Psychotic disorders are characterized by a general loss of touch with reality accompanied by periods of brief delusion. To be classified as a psychotic disorder, rather than a more specific condition, no symptoms of a more severe illness can be present. It has been argued that psychosis may simply be an altered state of consciousness that is neither explainable, nor experienced on a normal basis by most. Hallucinations can be caused by a religious experience, toxins or poisons, or by an internal or physiological illness. There is quite a bit of gray area when trying to determine a clinical definition, and therefore it may be difficult to come to clinical diagnosis for psychotic disorders.
Symptoms of Psychotic Disorders
People who experience psychotic disorders are usually subject to at least one of the following:
- Hallucinations occur when the senses (usually sight or hearing, but not limited to these) perceive stimuli which is not actually happening in reality. For example, a person may hear voices or other sounds, such as a car or train, when there is no external stimuli present. Hallucinations may be simple or complex, ranging from seeing a faint light to having an in-depth conversation with a person or other being.
- Delusions are defined as beliefs which are not based in reality, nor are they able to be comprehended by normal mental processes. A person with psychotic disorder may be subject to delusional thinking, and this may or may not be of a paranoid nature.
- Thought disorder causes periods of broken and incomprehensible speech or writing. It is caused by a disturbance in conscious thought and may result in rambling or speech patterns that are not understandable by others.
Causes of Psychotic Disorders
Psychotic disorders may be caused by physical ailments, psychological disturbances or psychoactive drug use. Physical diseases or conditions, such as brain tumor, Lyme disease, syphilis, AIDS, Parkinson's disease, hypoglycemia, lupus and others can lead to hallucinations and delusional thinking. Psychological problems like schizophrenia, bipolar disorder, severe depression, trauma or even sleep deprivation have been known to cause symptoms. Alternatively, there are many drugs, both legal and illegal, that can cause and perpetuate symptoms, or intensify already existing psychotic susceptibility.
^^^^^^^^^^^^^^^^
# [Required action 1]
In the passage on psychotic disorders, what does thought disorder cause?
# [Required action 2]
Reproduce the passage on psychotic disorders verbatim from "- Delusions are" to "understandable by others.".
^^^^^^^^^^^^^^^^
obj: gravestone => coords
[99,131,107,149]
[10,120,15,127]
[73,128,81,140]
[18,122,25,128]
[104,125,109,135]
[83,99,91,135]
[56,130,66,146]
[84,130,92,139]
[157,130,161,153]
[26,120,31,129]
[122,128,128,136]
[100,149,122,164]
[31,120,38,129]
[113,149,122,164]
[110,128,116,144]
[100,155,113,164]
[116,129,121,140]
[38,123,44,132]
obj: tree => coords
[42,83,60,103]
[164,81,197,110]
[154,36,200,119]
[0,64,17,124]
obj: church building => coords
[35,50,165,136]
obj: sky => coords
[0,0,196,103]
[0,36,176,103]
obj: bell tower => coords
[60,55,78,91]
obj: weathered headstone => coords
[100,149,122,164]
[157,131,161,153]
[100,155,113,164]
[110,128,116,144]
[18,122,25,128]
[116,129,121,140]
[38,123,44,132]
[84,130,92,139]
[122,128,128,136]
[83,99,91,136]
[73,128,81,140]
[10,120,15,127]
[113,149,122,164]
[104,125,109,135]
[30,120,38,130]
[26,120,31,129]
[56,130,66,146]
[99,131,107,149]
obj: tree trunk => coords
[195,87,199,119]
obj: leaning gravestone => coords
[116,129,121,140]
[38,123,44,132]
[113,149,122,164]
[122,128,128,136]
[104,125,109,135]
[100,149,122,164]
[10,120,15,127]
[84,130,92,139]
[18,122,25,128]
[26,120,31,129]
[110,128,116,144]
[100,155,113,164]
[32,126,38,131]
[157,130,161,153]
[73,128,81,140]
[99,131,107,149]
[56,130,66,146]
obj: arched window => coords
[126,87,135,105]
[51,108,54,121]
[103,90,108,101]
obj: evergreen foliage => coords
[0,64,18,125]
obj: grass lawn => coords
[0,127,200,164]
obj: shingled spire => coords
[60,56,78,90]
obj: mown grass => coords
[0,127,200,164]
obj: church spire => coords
^^^^^^^^^^^^^^^^
# [Answer space 1]
Periods of broken and incomprehensible speech or writing.

# [Answer space 2]
- Delusions are defined as beliefs which are not based in reality, nor are they able to be comprehended by normal mental processes. A person with psychotic disorder may be subject to delusional thinking, and this may or may not be of a paranoid nature.
- Thought disorder causes periods of broken and incomprehensible speech or writing. It is caused by a disturbance in conscious thought and may result in rambling or speech patterns that are not understandable by others.